Write the material out again in full, exactly.

((

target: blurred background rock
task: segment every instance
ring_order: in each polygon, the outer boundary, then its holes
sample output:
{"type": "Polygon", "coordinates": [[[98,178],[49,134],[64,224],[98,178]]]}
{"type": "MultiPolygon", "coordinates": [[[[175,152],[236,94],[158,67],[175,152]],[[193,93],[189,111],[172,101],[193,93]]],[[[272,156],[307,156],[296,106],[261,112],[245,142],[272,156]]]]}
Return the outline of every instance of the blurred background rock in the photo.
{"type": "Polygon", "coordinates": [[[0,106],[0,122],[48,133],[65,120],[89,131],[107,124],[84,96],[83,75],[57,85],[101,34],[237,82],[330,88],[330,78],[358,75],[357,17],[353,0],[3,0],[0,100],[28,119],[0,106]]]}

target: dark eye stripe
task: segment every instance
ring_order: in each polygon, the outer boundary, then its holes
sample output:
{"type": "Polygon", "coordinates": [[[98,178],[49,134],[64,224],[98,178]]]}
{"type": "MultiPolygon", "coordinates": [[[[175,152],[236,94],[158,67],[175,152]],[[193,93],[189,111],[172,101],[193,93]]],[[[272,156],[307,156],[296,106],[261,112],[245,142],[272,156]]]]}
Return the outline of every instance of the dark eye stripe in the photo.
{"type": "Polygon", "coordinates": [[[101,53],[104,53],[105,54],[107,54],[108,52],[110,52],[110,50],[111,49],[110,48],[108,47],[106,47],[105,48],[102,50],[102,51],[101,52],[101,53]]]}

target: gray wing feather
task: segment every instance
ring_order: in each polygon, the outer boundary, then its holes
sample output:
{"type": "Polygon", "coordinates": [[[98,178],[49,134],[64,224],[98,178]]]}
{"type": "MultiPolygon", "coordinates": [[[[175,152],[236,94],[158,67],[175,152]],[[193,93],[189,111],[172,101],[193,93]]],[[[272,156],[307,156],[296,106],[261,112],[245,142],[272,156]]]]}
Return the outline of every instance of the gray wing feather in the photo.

))

* Response to the exercise
target: blurred background rock
task: segment every instance
ring_order: in each polygon, the outer boundary, then its holes
sample output:
{"type": "Polygon", "coordinates": [[[98,178],[49,134],[64,224],[98,178]]]}
{"type": "MultiPolygon", "coordinates": [[[[175,152],[236,94],[158,67],[175,152]],[[193,93],[189,111],[172,101],[193,93]]],[[[272,156],[307,156],[296,106],[261,112],[245,142],[272,156]]]]}
Return the outline of every instance of the blurred background rock in the photo.
{"type": "Polygon", "coordinates": [[[0,106],[0,122],[48,133],[65,120],[89,131],[107,124],[84,96],[83,75],[57,85],[101,34],[237,82],[330,88],[330,78],[358,75],[357,17],[353,0],[3,0],[0,100],[28,119],[0,106]]]}

target: dark eye stripe
task: segment every instance
ring_order: in each polygon, the outer boundary, then its holes
sample output:
{"type": "Polygon", "coordinates": [[[98,178],[49,134],[64,224],[98,178]]]}
{"type": "MultiPolygon", "coordinates": [[[[175,152],[236,94],[158,67],[175,152]],[[193,93],[189,111],[172,101],[193,93]]],[[[272,156],[307,156],[296,106],[261,112],[245,142],[272,156]]]]}
Return the outline of every instance of the dark eye stripe in the photo.
{"type": "Polygon", "coordinates": [[[101,53],[104,53],[105,54],[107,54],[108,52],[110,52],[110,50],[111,49],[110,48],[108,47],[106,47],[105,48],[102,50],[102,51],[101,52],[101,53]]]}

target: gray wing feather
task: segment every instance
ring_order: in each polygon, the outer boundary, then its holes
sample output:
{"type": "Polygon", "coordinates": [[[98,178],[49,134],[64,224],[98,178]]]}
{"type": "MultiPolygon", "coordinates": [[[[175,152],[236,94],[158,67],[175,152]],[[193,93],[189,111],[172,101],[193,93]]],[[[272,156],[307,156],[296,106],[261,112],[245,142],[272,156]]]]}
Return the outline of every instance of the gray wing feather in the photo.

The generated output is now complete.